**Task:** Please set down every entry from the listing below, word for word.
╭─ Raw data
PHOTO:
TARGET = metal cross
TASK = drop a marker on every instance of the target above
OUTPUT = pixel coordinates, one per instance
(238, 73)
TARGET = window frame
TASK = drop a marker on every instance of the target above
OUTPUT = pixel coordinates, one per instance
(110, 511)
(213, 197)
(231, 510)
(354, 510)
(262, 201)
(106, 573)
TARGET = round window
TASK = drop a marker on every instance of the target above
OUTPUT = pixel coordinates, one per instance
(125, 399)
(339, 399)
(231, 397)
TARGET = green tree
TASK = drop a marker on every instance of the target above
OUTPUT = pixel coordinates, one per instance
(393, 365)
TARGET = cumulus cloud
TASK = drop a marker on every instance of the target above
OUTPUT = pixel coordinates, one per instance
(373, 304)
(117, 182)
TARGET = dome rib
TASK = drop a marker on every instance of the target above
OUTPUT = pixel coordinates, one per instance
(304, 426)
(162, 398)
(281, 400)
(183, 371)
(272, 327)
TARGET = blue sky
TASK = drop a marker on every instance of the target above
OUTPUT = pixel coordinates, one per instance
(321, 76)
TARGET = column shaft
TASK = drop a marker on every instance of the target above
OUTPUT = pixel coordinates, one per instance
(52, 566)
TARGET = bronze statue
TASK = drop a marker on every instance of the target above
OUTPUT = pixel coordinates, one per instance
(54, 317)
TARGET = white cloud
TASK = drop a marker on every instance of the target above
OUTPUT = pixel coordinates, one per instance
╰─
**Task answer:**
PHOTO:
TARGET = metal cross
TASK = drop a marker on every instance of the target above
OUTPUT = pixel coordinates, one per instance
(238, 73)
TARGET = window frame
TASK = drop a marker on every instance of the target above
OUTPUT = pixel coordinates, one per instance
(110, 511)
(213, 197)
(231, 510)
(354, 510)
(262, 201)
(106, 573)
TARGET = round window
TASK = drop a marker on every instance of the target above
OUTPUT = pixel coordinates, one per instance
(125, 399)
(339, 399)
(231, 397)
TARGET = green tree
TASK = drop a marker on every instance of the target above
OUTPUT = pixel coordinates, one per instance
(393, 365)
TARGET = cumulus cloud
TASK = drop a marker on every instance of the target above
OUTPUT = pixel coordinates, one per instance
(373, 304)
(117, 182)
TARGET = dome rib
TASK = drop a marker on every instance of the target above
OUTPUT = pixel coordinates, one per instance
(304, 426)
(162, 398)
(281, 400)
(183, 371)
(272, 327)
TARGET = blue sky
TASK = drop a marker on every instance of the target above
OUTPUT = pixel coordinates, one per instance
(321, 76)
TARGET = column shaft
TASK = drop a marker on every instance of the target above
OUTPUT = pixel coordinates, one per instance
(52, 566)
TARGET = bronze statue
TASK = drop a marker on every instance of the target above
OUTPUT = pixel coordinates, one per instance
(54, 317)
TARGET = white cloud
TASK = drop a marker on every instance of the target above
OUTPUT = pixel coordinates, one per instance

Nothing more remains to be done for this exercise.